> THE TASK
Can you output everything from the start of the records below down through the line containing "[111,61,150,149]" as a JSON list of strings, one string per line, with blank lines and the pictures left out?

> RECORDS TO USE
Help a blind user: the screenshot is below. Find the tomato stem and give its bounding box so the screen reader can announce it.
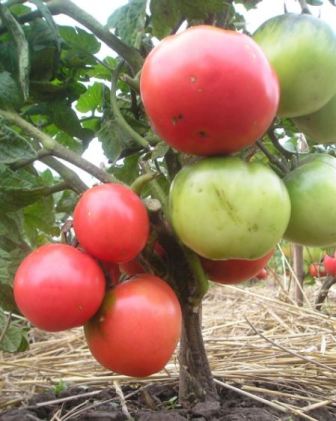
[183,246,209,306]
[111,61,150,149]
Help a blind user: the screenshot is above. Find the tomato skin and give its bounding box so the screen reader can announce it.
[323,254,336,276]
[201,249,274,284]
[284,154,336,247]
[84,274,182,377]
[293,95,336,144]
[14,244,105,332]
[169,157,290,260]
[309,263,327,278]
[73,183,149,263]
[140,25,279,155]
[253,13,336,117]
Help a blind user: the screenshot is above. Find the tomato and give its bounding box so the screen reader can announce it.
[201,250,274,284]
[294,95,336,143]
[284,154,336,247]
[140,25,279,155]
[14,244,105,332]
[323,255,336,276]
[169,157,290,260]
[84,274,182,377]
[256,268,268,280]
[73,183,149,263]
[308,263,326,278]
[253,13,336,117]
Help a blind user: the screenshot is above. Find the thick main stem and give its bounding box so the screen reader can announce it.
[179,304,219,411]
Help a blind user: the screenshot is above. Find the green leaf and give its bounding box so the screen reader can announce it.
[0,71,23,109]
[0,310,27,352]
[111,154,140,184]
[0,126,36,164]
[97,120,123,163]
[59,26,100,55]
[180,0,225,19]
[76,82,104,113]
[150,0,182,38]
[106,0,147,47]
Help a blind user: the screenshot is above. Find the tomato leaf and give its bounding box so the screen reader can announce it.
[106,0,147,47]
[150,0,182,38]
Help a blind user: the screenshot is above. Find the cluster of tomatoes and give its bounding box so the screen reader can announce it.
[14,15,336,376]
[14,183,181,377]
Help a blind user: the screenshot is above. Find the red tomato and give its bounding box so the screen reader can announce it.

> EXERCISE ANSWER
[
  "Help a blind user: the screenshot is below. Find the tomato stem and give its bounding box so the screen reader can announce it.",
  "[183,246,209,306]",
  "[111,61,150,149]"
]